** START Record list **
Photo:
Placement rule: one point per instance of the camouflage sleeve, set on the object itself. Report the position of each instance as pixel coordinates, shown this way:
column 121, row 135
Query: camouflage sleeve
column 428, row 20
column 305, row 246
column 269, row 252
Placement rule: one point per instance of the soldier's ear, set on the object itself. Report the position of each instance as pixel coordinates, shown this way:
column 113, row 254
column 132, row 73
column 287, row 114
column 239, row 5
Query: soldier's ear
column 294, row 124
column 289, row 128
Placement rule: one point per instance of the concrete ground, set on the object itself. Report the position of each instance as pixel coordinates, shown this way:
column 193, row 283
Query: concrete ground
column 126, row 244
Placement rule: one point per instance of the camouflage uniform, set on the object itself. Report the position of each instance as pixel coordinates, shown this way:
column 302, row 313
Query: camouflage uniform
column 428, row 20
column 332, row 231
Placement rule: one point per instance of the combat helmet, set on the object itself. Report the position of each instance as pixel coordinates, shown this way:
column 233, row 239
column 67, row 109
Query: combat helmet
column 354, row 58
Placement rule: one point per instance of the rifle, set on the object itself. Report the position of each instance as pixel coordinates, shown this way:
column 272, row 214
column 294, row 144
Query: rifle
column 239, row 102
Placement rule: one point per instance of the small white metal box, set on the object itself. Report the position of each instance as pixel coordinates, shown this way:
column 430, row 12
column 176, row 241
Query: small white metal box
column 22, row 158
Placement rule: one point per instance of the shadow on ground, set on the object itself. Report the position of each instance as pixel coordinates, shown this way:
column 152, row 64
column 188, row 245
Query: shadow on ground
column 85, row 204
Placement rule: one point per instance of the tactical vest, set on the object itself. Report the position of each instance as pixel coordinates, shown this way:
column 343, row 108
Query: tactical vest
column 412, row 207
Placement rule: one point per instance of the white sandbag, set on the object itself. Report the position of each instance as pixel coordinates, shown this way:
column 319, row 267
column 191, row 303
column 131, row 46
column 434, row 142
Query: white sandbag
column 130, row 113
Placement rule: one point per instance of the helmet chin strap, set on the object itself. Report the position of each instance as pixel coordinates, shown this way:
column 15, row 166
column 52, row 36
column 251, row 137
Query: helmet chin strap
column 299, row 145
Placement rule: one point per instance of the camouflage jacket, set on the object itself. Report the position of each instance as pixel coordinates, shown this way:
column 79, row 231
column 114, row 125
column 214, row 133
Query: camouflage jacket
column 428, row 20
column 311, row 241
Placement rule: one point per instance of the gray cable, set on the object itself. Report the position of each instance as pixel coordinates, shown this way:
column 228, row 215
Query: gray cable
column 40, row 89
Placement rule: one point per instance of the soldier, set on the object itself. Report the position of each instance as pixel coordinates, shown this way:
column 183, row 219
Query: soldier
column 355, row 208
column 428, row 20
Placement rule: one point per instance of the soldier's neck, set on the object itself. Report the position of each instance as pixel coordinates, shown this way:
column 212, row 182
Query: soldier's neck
** END Record list **
- **What is needed**
Render the entire listing above as a numbered list, omitting any blank lines.

- **Solution below**
1. Photo:
2. Placement rule: one point per instance of the camouflage sleeve, set on the object itself. Report the position of each instance as pixel coordinates, shown this way:
3. column 121, row 135
4. Query: camouflage sleeve
5. column 428, row 20
6. column 305, row 246
7. column 269, row 252
8. Placement rule: one point per instance of the soldier's ear, set on the object itself. Report the position of each instance as pixel coordinates, shown this way:
9. column 113, row 254
10. column 132, row 73
11. column 287, row 114
12. column 239, row 5
13. Query: soldier's ear
14. column 294, row 124
15. column 289, row 128
16. Placement rule: one point per instance of the concrete ground, set on the object itself. Report the position of each instance as pixel coordinates, shown this way:
17. column 193, row 283
18. Query: concrete ground
19. column 126, row 244
20. Placement rule: one point per instance of the camouflage uniform, set on the object itself. Report the position of each instance as pixel coordinates, shown this way:
21. column 302, row 313
22. Query: camouflage uniform
23. column 428, row 20
24. column 332, row 231
25. Placement rule: one point per instance of the combat helmet, set on the object itself. Report the position of each instance as pixel coordinates, shown this way:
26. column 233, row 239
27. column 67, row 109
28. Query: combat helmet
29. column 354, row 58
30. Placement rule: one point per instance of the rifle, set on the object itself. Report the position of each instance as pixel coordinates, shown this way:
31. column 272, row 214
32. column 294, row 144
33. Query: rifle
34. column 239, row 102
35. Placement rule: one point per instance of the small white metal box, set on the object itself. Report the position of each instance as pixel coordinates, shown this way:
36. column 430, row 12
37. column 176, row 241
38. Query: small white metal box
39. column 22, row 158
40. Placement rule: one point per instance of the shadow on ground, set on the object itself. Report the position of each instance as pixel coordinates, shown this way:
41. column 152, row 64
42. column 188, row 245
43. Query: shadow on ground
44. column 85, row 204
45. Placement rule: one point per instance of the tactical vest, set on the object itself. Report the position of each instance as pixel coordinates, shown this way:
46. column 343, row 108
47. Query: tactical vest
48. column 412, row 207
49. Placement rule: one point per instance of the white sandbag, set on the object itself. Report the position of each instance as pixel coordinates, shown this way:
50. column 319, row 267
51. column 191, row 303
52. column 131, row 46
53. column 434, row 142
54. Query: white sandbag
55. column 130, row 113
56. Placement rule: one point per instance of the helmet chin strap, set on the object itself. Report the position of each instance as pixel coordinates, shown this way:
57. column 15, row 166
58. column 52, row 36
59. column 251, row 137
60. Query: helmet chin strap
61. column 299, row 145
62. Placement rule: one point per instance of the camouflage jacket, set on the object itself. Report the position of each instance as pixel coordinates, shown this way:
63. column 79, row 231
64. column 114, row 125
65. column 214, row 133
66. Query: camouflage jacket
67. column 428, row 20
68. column 311, row 241
69. Placement rule: one point per instance of the gray cable, set on the object itself. Report the position of each instance as pixel coordinates, shown this way:
70. column 228, row 215
71. Query: gray cable
72. column 40, row 89
73. Placement rule: one point per instance of the soldier, set on the object itself. Report the position of each instance as pixel coordinates, shown this way:
74. column 183, row 219
75. Query: soldier
76. column 355, row 208
77. column 428, row 20
78. Placement rule: one point per instance of the soldier's neck, set on the object itself. Report the position of each instance as pixel coordinates, shown this way:
79. column 212, row 182
80. Query: soldier's neck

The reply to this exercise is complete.